INSTRUCTIONS TO FOLLOW: Whatever lies between the line with "Format sample: [545, 442]" and the end of the data, both included, must be copied exactly and without pictures.
--- START ---
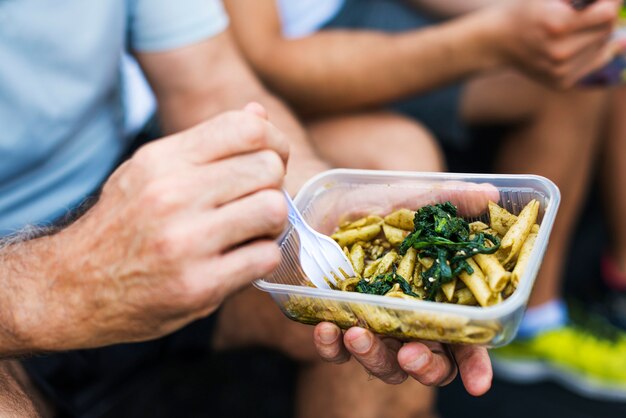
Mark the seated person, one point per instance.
(453, 66)
(157, 250)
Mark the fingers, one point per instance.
(253, 172)
(475, 368)
(470, 198)
(256, 109)
(560, 19)
(260, 215)
(240, 266)
(376, 356)
(230, 134)
(597, 14)
(427, 362)
(328, 341)
(597, 61)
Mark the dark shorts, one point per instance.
(438, 110)
(88, 383)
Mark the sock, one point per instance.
(545, 317)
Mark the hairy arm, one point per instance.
(198, 81)
(343, 70)
(451, 8)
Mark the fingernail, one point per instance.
(362, 343)
(418, 363)
(328, 335)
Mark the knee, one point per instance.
(408, 146)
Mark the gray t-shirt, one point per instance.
(61, 115)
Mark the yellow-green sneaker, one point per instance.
(589, 364)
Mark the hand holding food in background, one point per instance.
(186, 221)
(556, 41)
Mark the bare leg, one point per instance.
(18, 398)
(614, 175)
(556, 135)
(375, 141)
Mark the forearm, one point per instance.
(451, 8)
(346, 70)
(189, 103)
(31, 268)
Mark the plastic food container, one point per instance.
(338, 195)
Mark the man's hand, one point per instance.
(187, 221)
(553, 41)
(391, 361)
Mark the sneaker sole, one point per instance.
(529, 371)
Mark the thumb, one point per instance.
(256, 109)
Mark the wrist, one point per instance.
(493, 29)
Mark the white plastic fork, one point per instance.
(321, 258)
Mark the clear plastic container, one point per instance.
(339, 195)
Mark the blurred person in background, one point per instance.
(613, 180)
(455, 65)
(158, 249)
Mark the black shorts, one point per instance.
(89, 383)
(438, 110)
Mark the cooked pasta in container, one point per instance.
(442, 257)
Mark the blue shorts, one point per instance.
(438, 110)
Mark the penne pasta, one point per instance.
(357, 258)
(402, 219)
(522, 260)
(476, 283)
(448, 289)
(407, 264)
(350, 236)
(516, 235)
(464, 297)
(394, 235)
(497, 276)
(501, 220)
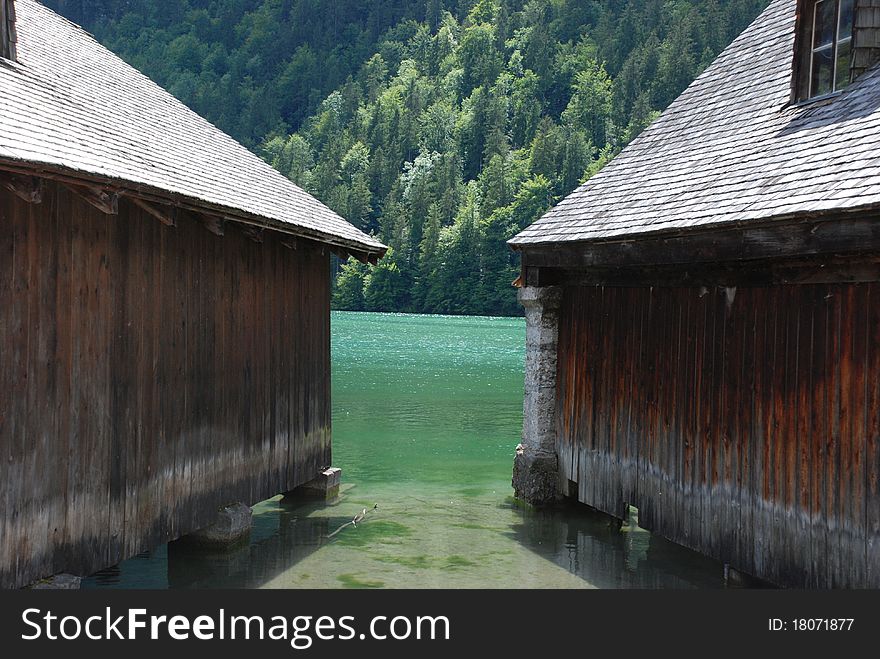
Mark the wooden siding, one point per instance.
(866, 36)
(743, 423)
(148, 375)
(8, 36)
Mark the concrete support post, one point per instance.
(535, 468)
(325, 487)
(232, 527)
(57, 582)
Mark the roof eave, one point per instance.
(367, 252)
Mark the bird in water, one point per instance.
(361, 515)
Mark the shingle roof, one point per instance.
(731, 149)
(69, 104)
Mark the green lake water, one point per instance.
(427, 411)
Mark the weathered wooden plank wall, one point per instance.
(148, 375)
(742, 423)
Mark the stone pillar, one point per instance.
(325, 487)
(232, 527)
(535, 468)
(57, 582)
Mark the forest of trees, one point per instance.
(443, 127)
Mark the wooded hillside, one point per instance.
(443, 127)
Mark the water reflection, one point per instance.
(609, 554)
(426, 412)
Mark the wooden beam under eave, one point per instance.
(213, 223)
(165, 214)
(106, 201)
(253, 233)
(27, 188)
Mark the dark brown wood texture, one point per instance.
(148, 375)
(742, 423)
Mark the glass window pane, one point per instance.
(844, 59)
(825, 23)
(823, 66)
(846, 19)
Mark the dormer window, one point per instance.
(837, 41)
(7, 30)
(831, 47)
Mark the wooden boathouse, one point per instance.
(704, 314)
(164, 311)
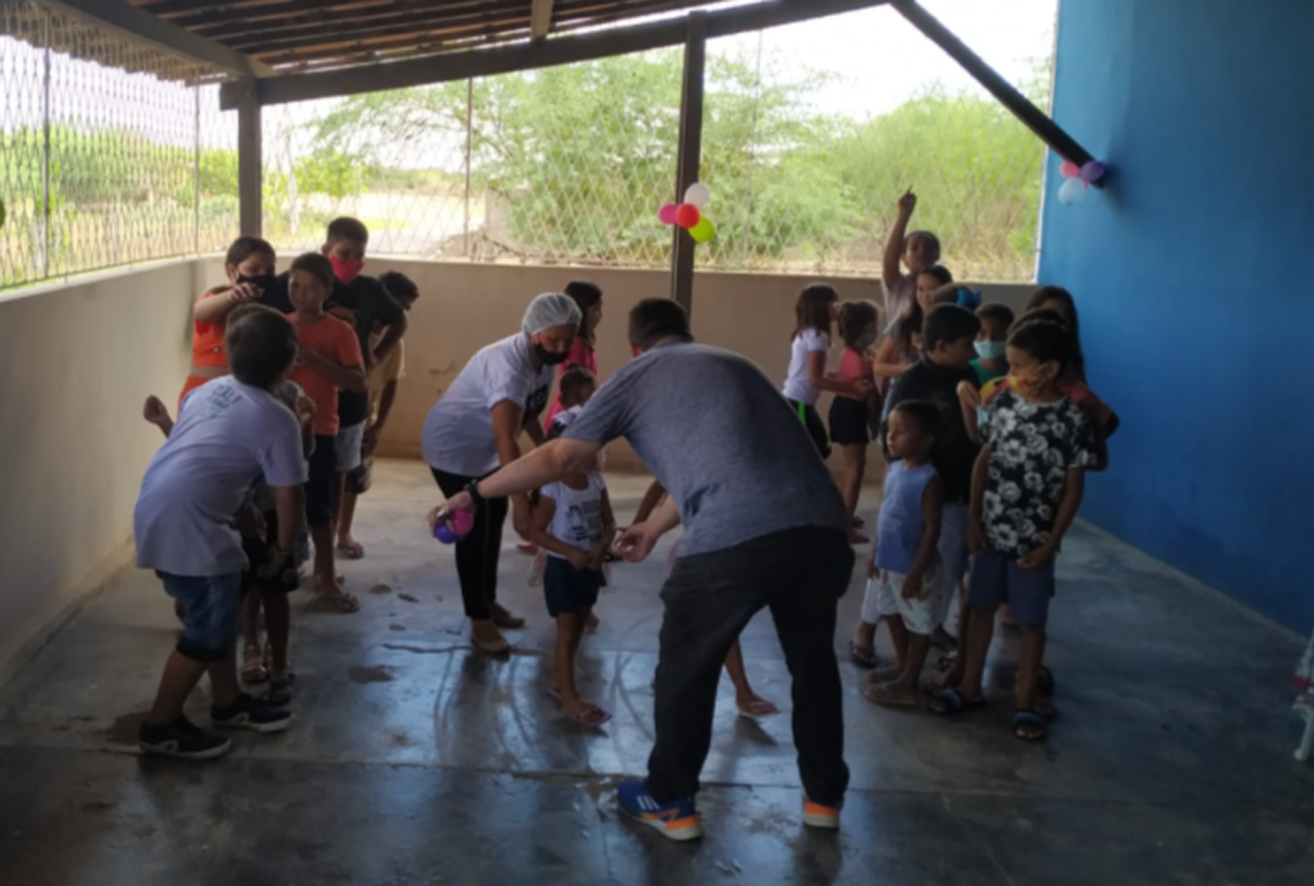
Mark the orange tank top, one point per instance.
(208, 342)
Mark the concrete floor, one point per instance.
(414, 760)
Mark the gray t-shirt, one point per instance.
(723, 442)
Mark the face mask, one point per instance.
(263, 281)
(549, 358)
(346, 270)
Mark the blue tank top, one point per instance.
(902, 522)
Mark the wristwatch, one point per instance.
(472, 489)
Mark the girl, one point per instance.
(250, 268)
(902, 346)
(815, 313)
(327, 362)
(850, 416)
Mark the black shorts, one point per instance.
(850, 422)
(258, 550)
(812, 422)
(322, 483)
(569, 589)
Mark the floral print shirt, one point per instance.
(1032, 448)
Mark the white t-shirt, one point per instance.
(459, 430)
(578, 517)
(796, 385)
(227, 435)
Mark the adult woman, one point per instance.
(475, 429)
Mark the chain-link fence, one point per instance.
(111, 153)
(114, 153)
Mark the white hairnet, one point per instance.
(551, 309)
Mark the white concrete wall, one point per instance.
(78, 363)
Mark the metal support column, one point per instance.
(690, 155)
(249, 161)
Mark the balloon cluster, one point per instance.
(689, 214)
(1078, 179)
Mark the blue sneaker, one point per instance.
(674, 820)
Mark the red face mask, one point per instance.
(346, 270)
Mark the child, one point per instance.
(992, 342)
(573, 522)
(229, 431)
(850, 416)
(815, 312)
(917, 250)
(1026, 488)
(250, 268)
(381, 393)
(903, 342)
(950, 343)
(329, 360)
(908, 584)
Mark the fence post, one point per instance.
(249, 161)
(690, 155)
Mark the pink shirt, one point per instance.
(582, 354)
(853, 366)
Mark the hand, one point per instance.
(1037, 558)
(907, 203)
(969, 395)
(635, 543)
(251, 523)
(242, 292)
(913, 586)
(975, 535)
(522, 517)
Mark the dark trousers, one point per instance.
(799, 575)
(478, 552)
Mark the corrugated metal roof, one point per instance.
(319, 34)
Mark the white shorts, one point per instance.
(920, 614)
(348, 446)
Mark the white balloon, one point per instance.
(1072, 191)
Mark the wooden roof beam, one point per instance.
(143, 26)
(528, 55)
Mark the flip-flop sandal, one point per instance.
(884, 675)
(342, 601)
(492, 647)
(1029, 726)
(881, 694)
(591, 717)
(863, 656)
(950, 702)
(351, 550)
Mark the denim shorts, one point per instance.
(996, 579)
(569, 589)
(210, 618)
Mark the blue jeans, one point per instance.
(210, 621)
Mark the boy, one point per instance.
(329, 363)
(230, 431)
(919, 250)
(950, 343)
(1026, 488)
(383, 391)
(573, 522)
(365, 305)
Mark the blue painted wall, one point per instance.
(1195, 276)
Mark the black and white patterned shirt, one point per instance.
(1032, 448)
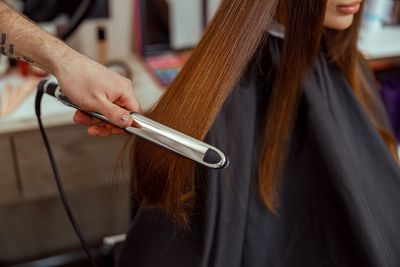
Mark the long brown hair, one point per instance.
(193, 101)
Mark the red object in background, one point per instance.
(23, 68)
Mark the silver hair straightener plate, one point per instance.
(154, 132)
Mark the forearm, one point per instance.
(23, 40)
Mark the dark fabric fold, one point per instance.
(339, 190)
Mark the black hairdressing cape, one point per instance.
(339, 191)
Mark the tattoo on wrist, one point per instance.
(3, 39)
(28, 59)
(11, 49)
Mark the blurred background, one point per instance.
(147, 41)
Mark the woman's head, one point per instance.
(340, 14)
(193, 101)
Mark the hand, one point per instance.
(93, 87)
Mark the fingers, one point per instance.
(98, 130)
(118, 115)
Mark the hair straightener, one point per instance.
(154, 132)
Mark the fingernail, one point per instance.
(125, 118)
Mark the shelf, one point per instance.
(56, 114)
(381, 44)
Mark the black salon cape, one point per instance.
(339, 192)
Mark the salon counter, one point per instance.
(55, 114)
(33, 223)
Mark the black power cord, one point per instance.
(60, 187)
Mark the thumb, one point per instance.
(117, 115)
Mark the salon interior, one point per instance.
(147, 41)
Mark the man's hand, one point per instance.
(93, 87)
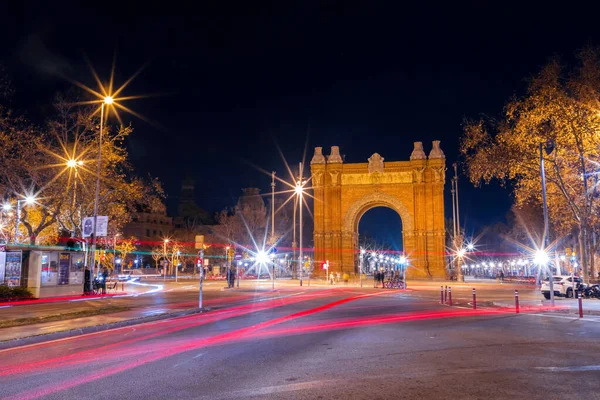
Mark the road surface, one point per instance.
(342, 343)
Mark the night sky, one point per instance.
(237, 82)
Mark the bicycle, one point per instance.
(394, 283)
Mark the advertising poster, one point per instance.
(88, 226)
(64, 262)
(12, 270)
(2, 265)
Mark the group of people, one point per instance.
(335, 277)
(230, 277)
(101, 281)
(379, 276)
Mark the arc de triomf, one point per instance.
(414, 189)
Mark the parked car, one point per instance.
(133, 275)
(563, 286)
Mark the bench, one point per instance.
(111, 286)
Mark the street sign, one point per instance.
(88, 226)
(199, 242)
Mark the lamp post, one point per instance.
(165, 259)
(273, 208)
(360, 264)
(115, 248)
(227, 264)
(549, 147)
(177, 265)
(299, 191)
(108, 100)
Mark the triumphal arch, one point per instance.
(414, 189)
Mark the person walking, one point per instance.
(87, 279)
(104, 278)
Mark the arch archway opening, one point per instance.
(380, 244)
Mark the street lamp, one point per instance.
(299, 189)
(165, 259)
(107, 101)
(548, 147)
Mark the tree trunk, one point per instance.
(592, 254)
(583, 253)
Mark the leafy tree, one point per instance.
(157, 254)
(58, 162)
(561, 105)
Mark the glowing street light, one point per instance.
(541, 258)
(165, 258)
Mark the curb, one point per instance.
(12, 343)
(557, 311)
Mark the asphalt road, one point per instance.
(343, 343)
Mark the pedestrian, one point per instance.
(87, 279)
(104, 278)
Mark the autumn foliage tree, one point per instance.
(562, 105)
(57, 164)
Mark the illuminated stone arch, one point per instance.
(414, 189)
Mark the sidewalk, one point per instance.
(7, 304)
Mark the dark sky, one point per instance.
(237, 80)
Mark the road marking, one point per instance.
(52, 326)
(580, 368)
(563, 317)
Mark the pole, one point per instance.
(18, 221)
(273, 208)
(164, 261)
(97, 196)
(201, 278)
(404, 275)
(360, 266)
(445, 294)
(459, 274)
(300, 228)
(294, 267)
(546, 227)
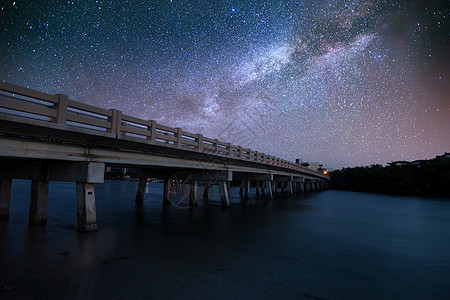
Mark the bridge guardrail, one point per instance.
(28, 103)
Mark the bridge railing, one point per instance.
(28, 103)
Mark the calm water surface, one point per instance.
(328, 245)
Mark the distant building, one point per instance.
(399, 163)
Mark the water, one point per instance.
(328, 245)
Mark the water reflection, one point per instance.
(329, 245)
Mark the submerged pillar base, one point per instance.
(38, 202)
(5, 197)
(87, 217)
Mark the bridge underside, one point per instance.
(51, 153)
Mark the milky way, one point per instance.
(342, 82)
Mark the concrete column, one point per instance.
(5, 197)
(269, 189)
(206, 191)
(318, 187)
(87, 217)
(224, 196)
(241, 189)
(193, 196)
(301, 187)
(38, 202)
(166, 192)
(246, 188)
(141, 189)
(289, 188)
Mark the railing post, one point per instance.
(152, 130)
(200, 142)
(178, 134)
(116, 122)
(61, 108)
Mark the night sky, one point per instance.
(341, 82)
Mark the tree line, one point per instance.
(424, 178)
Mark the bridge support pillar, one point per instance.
(5, 197)
(141, 189)
(258, 185)
(224, 194)
(166, 192)
(38, 202)
(290, 188)
(301, 187)
(269, 189)
(246, 188)
(206, 190)
(87, 218)
(193, 196)
(241, 188)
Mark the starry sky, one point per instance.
(345, 83)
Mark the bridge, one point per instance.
(46, 137)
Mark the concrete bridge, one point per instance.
(47, 137)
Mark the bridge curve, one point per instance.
(51, 137)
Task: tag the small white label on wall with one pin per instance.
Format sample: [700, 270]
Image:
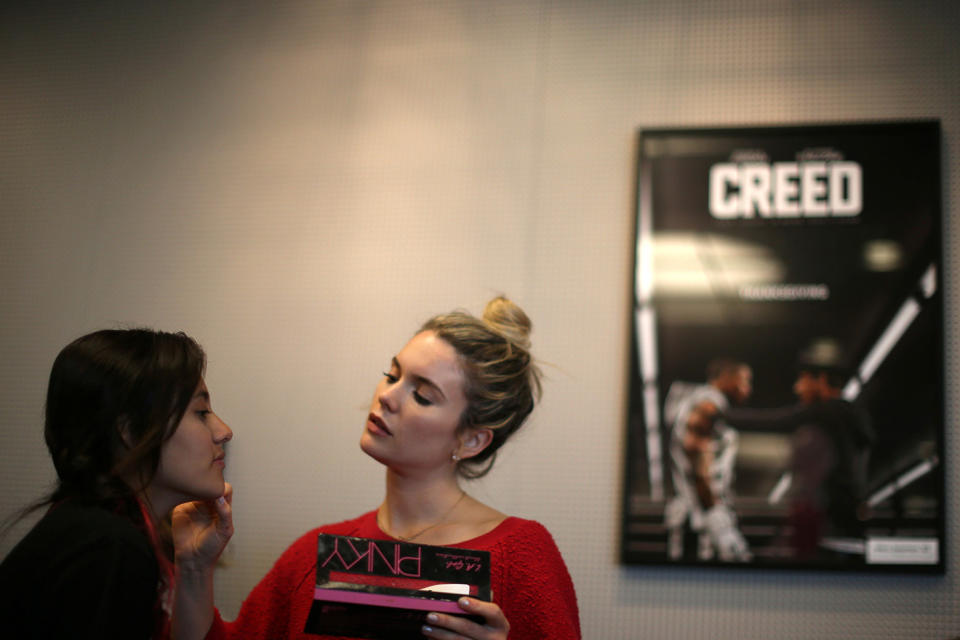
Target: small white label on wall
[903, 551]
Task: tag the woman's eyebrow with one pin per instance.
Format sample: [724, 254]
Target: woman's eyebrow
[420, 379]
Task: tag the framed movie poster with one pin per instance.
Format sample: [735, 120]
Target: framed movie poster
[786, 394]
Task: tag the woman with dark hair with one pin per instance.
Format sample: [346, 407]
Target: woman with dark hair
[446, 404]
[132, 434]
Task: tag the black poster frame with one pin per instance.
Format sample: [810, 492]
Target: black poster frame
[807, 252]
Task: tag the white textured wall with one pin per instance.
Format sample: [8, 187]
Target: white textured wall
[299, 185]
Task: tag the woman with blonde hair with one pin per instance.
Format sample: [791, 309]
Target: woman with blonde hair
[449, 400]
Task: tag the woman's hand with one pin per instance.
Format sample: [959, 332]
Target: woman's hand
[446, 627]
[201, 530]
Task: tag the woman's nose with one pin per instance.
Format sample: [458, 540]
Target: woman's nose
[387, 397]
[222, 431]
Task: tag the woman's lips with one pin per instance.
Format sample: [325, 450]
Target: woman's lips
[377, 426]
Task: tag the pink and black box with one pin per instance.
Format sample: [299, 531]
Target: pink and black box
[384, 589]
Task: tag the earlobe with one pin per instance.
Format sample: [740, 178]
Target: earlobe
[477, 441]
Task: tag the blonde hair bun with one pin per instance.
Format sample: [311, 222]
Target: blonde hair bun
[509, 320]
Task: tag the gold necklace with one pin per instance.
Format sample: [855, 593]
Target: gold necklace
[442, 519]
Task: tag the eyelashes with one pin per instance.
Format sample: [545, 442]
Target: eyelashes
[418, 397]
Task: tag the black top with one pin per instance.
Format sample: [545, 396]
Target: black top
[81, 572]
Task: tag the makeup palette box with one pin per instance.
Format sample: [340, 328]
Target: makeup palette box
[384, 589]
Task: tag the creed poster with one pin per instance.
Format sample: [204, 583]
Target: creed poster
[786, 400]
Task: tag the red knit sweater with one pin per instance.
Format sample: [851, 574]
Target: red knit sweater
[529, 579]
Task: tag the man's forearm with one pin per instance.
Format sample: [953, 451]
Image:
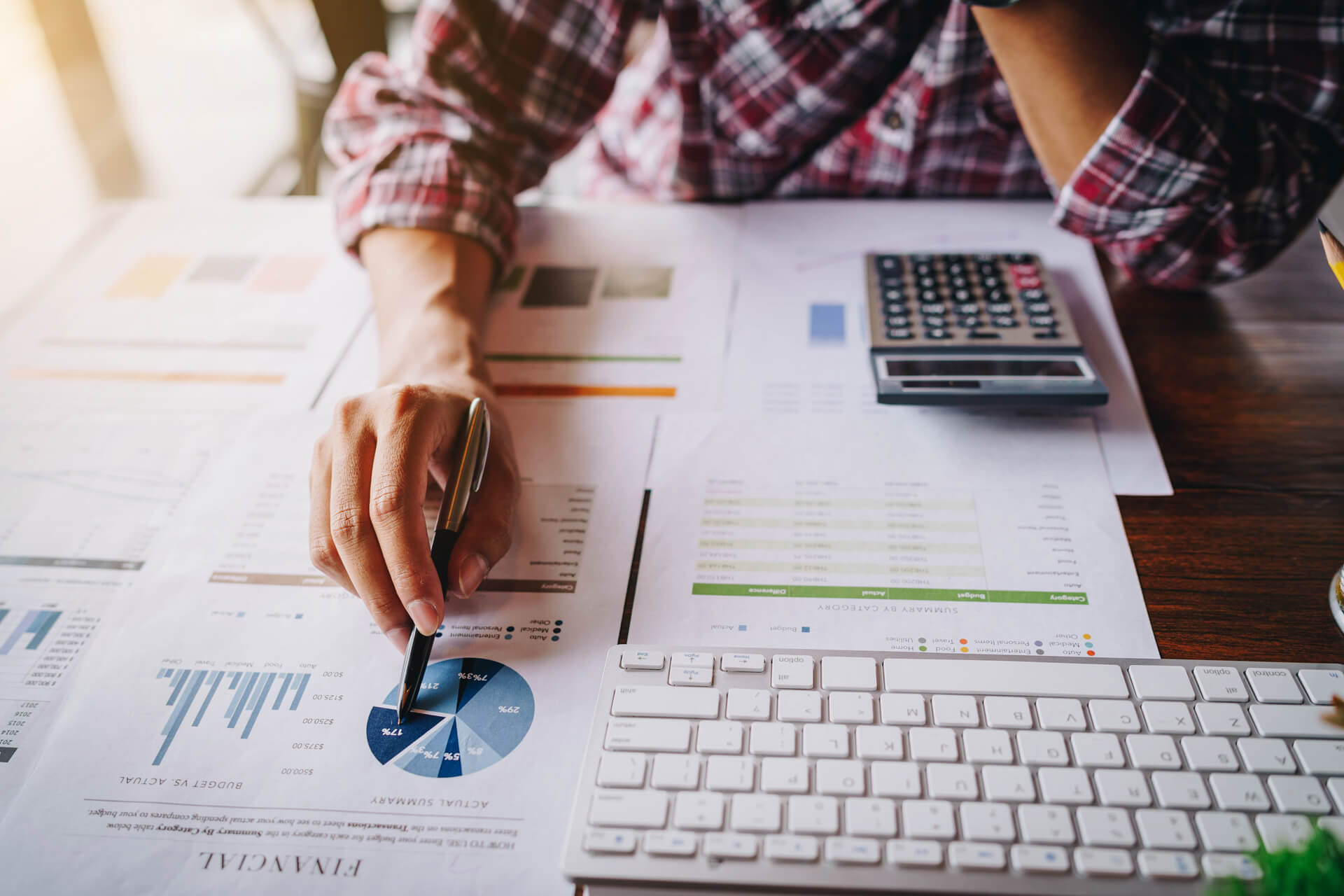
--- END ---
ANSWER TO THIS EXERCISE:
Format sample: [545, 442]
Target: eyelashes
[418, 397]
Task: tag the black top with one pin per instance.
Format sample: [545, 396]
Target: black top
[81, 572]
Task: tag the makeup palette box with one pin per instance.
Format sample: [340, 328]
Target: makeup palette box
[384, 589]
Task: tag the creed poster with one pin per instance.
Format sample: [204, 583]
Target: creed poster
[786, 400]
Task: tag the red knit sweater with one pin per instance.
Format sample: [851, 574]
Target: red knit sweater
[529, 579]
Task: tag the man's forearm with one pin per instance.
Format sample: [953, 451]
Image:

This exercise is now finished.